■ Input for this task ■
........
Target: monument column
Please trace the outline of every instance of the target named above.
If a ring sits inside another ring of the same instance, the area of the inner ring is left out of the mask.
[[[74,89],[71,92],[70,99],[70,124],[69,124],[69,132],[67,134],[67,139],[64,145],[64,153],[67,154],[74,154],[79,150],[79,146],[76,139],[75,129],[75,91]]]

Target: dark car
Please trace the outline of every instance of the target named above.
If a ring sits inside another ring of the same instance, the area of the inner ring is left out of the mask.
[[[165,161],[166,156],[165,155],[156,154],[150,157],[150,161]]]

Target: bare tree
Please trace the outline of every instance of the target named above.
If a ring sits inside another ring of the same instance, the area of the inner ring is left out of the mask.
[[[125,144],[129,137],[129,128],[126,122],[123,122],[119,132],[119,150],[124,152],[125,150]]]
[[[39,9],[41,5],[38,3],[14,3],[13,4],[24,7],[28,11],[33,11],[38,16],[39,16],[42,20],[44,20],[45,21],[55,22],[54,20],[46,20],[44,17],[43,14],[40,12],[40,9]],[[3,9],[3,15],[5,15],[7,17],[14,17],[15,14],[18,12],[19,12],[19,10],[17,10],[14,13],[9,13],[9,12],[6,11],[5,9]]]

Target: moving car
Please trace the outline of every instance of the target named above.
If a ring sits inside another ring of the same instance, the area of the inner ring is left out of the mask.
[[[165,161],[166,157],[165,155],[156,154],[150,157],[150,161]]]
........
Reproduce all of the material above word for word, from the first line to the last.

■ The result ■
Target: monument column
Please trace the outline of every instance of the target named above.
If a ring sits inside another ring of the same instance, the area of the inner ring is left out of the mask.
[[[74,89],[71,92],[70,99],[70,124],[69,124],[69,132],[67,134],[67,139],[64,145],[64,153],[67,154],[74,154],[79,150],[79,146],[76,139],[75,129],[75,91]]]

Target: dark car
Please trace the outline of every instance of the target named above.
If a ring sits inside another ring of the same instance, the area of the inner ring is left out of the mask.
[[[165,161],[166,156],[165,155],[156,154],[150,157],[150,161]]]

Target: bare tree
Please trace the outline of every instance of the target named above.
If a ring sits inside another ring of the same instance, the area of the inner ring is left out of the mask.
[[[125,144],[129,137],[129,128],[126,122],[123,122],[119,132],[119,150],[124,152],[125,150]]]
[[[39,9],[41,5],[38,3],[14,3],[13,4],[24,7],[28,11],[33,11],[38,16],[39,16],[42,20],[44,20],[45,21],[55,22],[54,20],[46,20],[44,17],[43,14],[40,12],[40,9]],[[3,9],[3,15],[5,15],[7,17],[14,17],[15,14],[18,12],[19,12],[19,10],[17,10],[14,13],[9,13],[9,12],[6,11],[5,9]]]

Target: moving car
Please trace the outline of every instance of the target named above.
If a ring sits inside another ring of the same instance, the area of the inner ring is left out of the mask.
[[[165,161],[166,157],[165,155],[156,154],[150,157],[150,161]]]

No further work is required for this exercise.